● EXERCISE DIRECTIONS:
Copy the material from the line that has "indicate the white van, a" through the end, replacing "white van" with "silver van" and leaving everything else as it is. Leave the pictures out.

● GIVEN RECORDS:
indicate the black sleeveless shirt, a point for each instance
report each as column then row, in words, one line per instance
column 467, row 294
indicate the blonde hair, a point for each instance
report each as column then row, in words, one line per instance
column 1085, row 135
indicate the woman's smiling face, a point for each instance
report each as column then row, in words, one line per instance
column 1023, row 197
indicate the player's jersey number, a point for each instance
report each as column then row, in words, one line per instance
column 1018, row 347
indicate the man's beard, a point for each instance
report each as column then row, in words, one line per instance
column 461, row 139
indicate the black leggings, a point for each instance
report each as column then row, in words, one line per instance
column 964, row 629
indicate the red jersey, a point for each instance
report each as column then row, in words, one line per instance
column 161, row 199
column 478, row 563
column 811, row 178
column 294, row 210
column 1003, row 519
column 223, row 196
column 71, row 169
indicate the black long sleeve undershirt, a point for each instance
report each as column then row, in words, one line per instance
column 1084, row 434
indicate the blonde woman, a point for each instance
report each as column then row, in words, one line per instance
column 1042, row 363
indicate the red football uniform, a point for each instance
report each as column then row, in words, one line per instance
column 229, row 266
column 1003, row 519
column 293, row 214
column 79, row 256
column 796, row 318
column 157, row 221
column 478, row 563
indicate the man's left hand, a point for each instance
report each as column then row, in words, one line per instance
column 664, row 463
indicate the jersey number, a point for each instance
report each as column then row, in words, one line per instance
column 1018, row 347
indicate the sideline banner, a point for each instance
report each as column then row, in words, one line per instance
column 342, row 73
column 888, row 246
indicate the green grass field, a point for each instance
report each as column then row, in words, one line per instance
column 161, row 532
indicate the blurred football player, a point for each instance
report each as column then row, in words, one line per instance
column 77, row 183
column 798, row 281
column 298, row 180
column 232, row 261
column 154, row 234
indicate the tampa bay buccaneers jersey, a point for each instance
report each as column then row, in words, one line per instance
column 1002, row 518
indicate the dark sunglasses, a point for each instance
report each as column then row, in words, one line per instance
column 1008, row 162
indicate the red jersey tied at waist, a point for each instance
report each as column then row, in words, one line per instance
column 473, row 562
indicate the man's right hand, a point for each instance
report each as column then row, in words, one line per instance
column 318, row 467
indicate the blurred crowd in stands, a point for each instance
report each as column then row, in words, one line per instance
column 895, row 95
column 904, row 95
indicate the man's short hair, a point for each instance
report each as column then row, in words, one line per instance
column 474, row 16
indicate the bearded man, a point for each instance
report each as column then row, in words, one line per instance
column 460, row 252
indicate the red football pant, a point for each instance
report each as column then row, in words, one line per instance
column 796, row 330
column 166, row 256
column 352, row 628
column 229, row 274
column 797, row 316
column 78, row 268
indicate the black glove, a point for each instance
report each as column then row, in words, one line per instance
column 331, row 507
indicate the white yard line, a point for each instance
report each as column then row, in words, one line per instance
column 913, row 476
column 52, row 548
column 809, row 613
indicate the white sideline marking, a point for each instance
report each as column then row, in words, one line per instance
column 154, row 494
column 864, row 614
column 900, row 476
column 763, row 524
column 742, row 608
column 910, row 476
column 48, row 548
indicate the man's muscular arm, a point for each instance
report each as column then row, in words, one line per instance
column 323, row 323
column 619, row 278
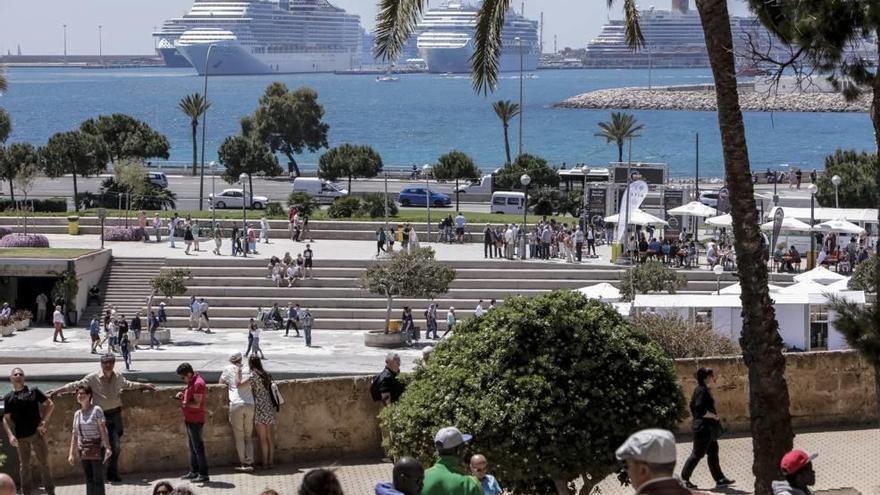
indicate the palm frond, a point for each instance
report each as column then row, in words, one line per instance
column 488, row 44
column 395, row 22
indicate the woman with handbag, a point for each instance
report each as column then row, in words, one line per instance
column 88, row 438
column 707, row 429
column 265, row 407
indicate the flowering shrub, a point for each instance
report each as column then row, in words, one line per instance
column 124, row 234
column 21, row 240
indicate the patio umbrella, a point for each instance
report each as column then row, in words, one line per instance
column 637, row 217
column 820, row 275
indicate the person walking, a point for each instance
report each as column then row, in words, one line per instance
column 58, row 321
column 88, row 438
column 26, row 412
column 241, row 409
column 265, row 407
column 107, row 387
column 707, row 429
column 192, row 404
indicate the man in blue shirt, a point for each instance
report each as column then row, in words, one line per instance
column 479, row 465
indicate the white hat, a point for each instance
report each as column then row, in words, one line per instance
column 653, row 446
column 450, row 437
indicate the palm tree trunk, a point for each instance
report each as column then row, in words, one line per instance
column 195, row 145
column 761, row 344
column 507, row 141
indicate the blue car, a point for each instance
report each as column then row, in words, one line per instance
column 418, row 196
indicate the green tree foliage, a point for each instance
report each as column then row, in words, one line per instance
column 289, row 122
column 194, row 106
column 549, row 386
column 858, row 186
column 413, row 275
column 127, row 137
column 456, row 166
column 651, row 276
column 241, row 155
column 621, row 128
column 76, row 153
column 506, row 111
column 542, row 174
column 349, row 160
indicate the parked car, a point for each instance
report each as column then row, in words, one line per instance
column 320, row 189
column 709, row 198
column 234, row 198
column 418, row 196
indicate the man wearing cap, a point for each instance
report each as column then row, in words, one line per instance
column 449, row 475
column 241, row 409
column 107, row 387
column 797, row 467
column 650, row 462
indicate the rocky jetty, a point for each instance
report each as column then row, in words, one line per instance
column 702, row 98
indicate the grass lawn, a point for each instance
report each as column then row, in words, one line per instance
column 44, row 253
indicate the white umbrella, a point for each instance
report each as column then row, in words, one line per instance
column 693, row 209
column 839, row 226
column 820, row 275
column 603, row 292
column 789, row 224
column 637, row 217
column 721, row 221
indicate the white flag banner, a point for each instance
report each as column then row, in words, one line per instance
column 631, row 201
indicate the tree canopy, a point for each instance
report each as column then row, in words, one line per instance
column 548, row 386
column 289, row 122
column 349, row 160
column 127, row 137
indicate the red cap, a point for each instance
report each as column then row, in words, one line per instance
column 793, row 461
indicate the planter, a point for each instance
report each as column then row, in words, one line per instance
column 378, row 338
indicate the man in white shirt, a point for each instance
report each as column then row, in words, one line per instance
column 237, row 379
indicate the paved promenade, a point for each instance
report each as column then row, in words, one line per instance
column 847, row 459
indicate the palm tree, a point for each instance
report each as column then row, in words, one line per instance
column 194, row 106
column 761, row 344
column 622, row 127
column 506, row 110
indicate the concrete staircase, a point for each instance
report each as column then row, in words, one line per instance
column 236, row 288
column 125, row 286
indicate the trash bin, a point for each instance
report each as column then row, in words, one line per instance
column 73, row 225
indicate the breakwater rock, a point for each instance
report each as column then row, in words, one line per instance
column 702, row 98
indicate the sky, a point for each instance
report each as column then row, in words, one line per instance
column 36, row 25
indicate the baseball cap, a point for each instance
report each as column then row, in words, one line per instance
column 795, row 460
column 654, row 446
column 450, row 437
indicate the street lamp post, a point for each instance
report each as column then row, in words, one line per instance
column 525, row 180
column 204, row 122
column 243, row 180
column 836, row 180
column 812, row 259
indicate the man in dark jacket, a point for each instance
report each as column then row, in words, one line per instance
column 650, row 462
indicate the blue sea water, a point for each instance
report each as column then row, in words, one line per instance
column 422, row 116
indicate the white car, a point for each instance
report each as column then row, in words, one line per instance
column 234, row 198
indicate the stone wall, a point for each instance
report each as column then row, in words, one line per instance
column 321, row 419
column 826, row 388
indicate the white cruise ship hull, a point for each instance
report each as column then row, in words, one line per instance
column 231, row 58
column 458, row 60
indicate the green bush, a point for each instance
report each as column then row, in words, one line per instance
column 374, row 206
column 345, row 207
column 651, row 276
column 548, row 386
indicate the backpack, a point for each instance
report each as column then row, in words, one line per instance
column 374, row 388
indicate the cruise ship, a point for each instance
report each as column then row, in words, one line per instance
column 269, row 36
column 673, row 39
column 446, row 39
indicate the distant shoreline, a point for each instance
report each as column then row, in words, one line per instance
column 702, row 98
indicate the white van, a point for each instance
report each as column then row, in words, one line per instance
column 507, row 202
column 322, row 190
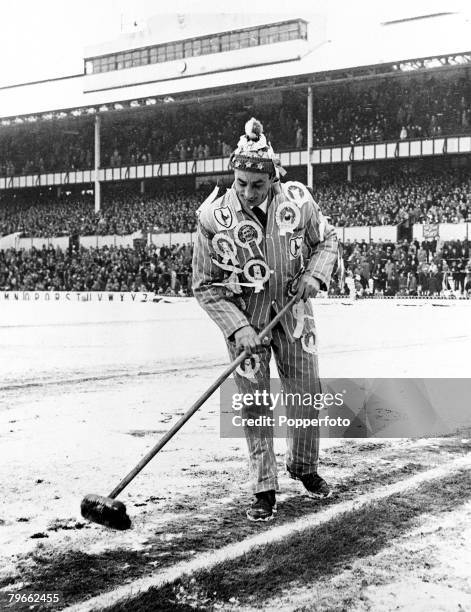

● WRITTEN SOLUTION:
indicate the silver van, a point for each instance
report each as column then row, in words, one line per instance
column 507, row 202
column 322, row 190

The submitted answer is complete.